** Start Exercise materials **
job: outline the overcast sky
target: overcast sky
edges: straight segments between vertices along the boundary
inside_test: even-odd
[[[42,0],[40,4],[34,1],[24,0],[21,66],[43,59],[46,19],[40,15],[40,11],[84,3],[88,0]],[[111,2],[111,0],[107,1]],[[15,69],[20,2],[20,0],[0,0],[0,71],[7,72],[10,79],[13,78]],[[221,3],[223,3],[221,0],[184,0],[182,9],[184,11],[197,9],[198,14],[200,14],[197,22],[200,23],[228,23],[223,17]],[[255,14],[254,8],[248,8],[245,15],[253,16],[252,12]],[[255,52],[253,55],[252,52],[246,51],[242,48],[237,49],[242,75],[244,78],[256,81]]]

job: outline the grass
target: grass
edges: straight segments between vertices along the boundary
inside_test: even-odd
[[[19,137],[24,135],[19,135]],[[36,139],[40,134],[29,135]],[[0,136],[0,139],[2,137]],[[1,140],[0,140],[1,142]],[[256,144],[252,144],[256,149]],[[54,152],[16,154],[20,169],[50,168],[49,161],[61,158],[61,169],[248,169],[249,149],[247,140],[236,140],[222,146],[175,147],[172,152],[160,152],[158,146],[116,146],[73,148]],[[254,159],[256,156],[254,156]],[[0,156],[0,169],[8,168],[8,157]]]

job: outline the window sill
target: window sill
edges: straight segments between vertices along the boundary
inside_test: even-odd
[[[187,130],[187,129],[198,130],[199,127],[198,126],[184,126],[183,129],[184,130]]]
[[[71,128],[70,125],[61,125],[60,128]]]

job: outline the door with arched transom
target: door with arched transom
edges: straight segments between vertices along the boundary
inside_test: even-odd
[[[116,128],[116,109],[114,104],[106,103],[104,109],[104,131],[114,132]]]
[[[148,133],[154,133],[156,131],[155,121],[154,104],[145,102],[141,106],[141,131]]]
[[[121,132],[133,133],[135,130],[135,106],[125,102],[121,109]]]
** End Exercise materials **
• Short task:
Turn the listing above into a JSON array of strings, one string per line, and leave out the blank lines.

• Task response:
[
  "job: outline the overcast sky",
  "target: overcast sky",
  "edges: straight segments between vertices along the boundary",
  "inside_test: even-odd",
  "[[[42,0],[40,4],[34,1],[24,0],[21,66],[43,59],[46,19],[40,15],[40,11],[84,3],[88,0]],[[111,2],[111,0],[107,1]],[[15,69],[20,2],[20,0],[0,0],[0,71],[7,72],[10,79],[13,78]],[[221,3],[223,3],[221,0],[184,0],[182,9],[184,11],[197,9],[198,14],[200,14],[197,22],[200,23],[228,23],[223,17]],[[255,14],[254,8],[248,8],[245,15],[253,16],[252,12]],[[255,52],[253,55],[252,52],[246,51],[242,48],[237,49],[242,75],[244,78],[256,81]]]",
  "job: outline the grass",
  "target: grass",
  "edges: straight segments between vertices along the boundary",
  "inside_test: even-odd",
  "[[[19,137],[24,135],[19,135]],[[36,139],[40,134],[29,135]],[[0,136],[0,139],[2,137]],[[1,140],[0,140],[1,142]],[[256,144],[252,144],[256,149]],[[54,152],[16,154],[20,169],[50,168],[49,161],[61,158],[61,169],[248,169],[249,149],[247,140],[236,140],[222,146],[175,147],[172,152],[160,152],[158,146],[116,146],[73,148]],[[254,159],[256,156],[254,156]],[[0,156],[0,169],[8,168],[8,157]]]",
  "job: outline the window sill",
  "target: window sill",
  "edges: straight segments between vertices along the boundary",
  "inside_test: even-odd",
  "[[[187,130],[187,129],[198,130],[199,127],[198,126],[184,126],[183,129],[184,130]]]",
  "[[[71,128],[70,125],[61,125],[60,128]]]",
  "job: outline the door with arched transom",
  "target: door with arched transom",
  "edges: straight segments between vertices along the boundary",
  "inside_test: even-odd",
  "[[[116,128],[116,109],[114,104],[106,103],[104,109],[104,131],[114,132]]]",
  "[[[148,133],[154,133],[156,131],[155,121],[154,104],[145,102],[141,106],[141,131]]]",
  "[[[121,132],[133,133],[135,130],[135,106],[125,102],[121,109]]]"
]